Quote exactly, and only, the lines from the one with "the dry grass" through the end of the listing.
### Working data
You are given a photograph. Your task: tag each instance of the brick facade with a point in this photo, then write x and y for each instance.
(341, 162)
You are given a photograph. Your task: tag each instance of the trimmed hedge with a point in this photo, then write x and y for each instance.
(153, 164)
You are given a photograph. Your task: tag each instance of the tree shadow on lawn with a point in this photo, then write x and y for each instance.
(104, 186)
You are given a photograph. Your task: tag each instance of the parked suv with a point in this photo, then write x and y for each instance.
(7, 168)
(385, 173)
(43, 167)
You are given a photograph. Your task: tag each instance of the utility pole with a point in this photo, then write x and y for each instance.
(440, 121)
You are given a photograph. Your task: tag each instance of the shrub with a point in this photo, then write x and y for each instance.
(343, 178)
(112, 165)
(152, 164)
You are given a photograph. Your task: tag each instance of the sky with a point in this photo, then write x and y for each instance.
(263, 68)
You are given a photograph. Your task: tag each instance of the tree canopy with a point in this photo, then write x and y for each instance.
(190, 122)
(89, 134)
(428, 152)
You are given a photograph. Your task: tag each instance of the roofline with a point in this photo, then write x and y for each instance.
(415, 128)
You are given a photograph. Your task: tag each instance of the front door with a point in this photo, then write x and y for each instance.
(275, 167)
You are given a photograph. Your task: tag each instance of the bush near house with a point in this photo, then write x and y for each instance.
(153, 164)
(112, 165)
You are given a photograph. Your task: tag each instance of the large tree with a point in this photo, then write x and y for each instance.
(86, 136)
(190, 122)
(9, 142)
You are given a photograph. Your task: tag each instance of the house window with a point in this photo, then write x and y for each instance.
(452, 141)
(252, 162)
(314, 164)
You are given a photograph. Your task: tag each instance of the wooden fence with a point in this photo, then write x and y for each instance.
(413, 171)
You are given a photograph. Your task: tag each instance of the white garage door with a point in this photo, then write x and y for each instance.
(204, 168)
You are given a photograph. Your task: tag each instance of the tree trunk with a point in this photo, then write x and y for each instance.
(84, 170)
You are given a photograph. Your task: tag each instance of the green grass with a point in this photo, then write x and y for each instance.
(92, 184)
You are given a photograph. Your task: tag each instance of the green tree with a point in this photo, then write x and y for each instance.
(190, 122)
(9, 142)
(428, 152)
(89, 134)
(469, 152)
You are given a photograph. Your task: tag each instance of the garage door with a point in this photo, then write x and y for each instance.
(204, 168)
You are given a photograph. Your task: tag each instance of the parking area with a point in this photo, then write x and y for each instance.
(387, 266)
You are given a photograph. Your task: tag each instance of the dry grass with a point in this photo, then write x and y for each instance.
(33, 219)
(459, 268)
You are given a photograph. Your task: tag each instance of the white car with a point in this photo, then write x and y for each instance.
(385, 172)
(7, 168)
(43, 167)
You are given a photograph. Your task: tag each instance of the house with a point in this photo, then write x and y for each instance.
######
## Response to the exercise:
You are given a photograph. Your task: tag each instance of the dry grass with a point in this photo, then write x and y for each instance.
(33, 219)
(459, 268)
You are given a photograph. Your task: tag each instance of the white car with a point in this photo, then write x and y for each instance.
(385, 172)
(7, 168)
(43, 167)
You are given a photograph. Your task: tag each instance of the house with a point in this photo, then write x and y for each instance.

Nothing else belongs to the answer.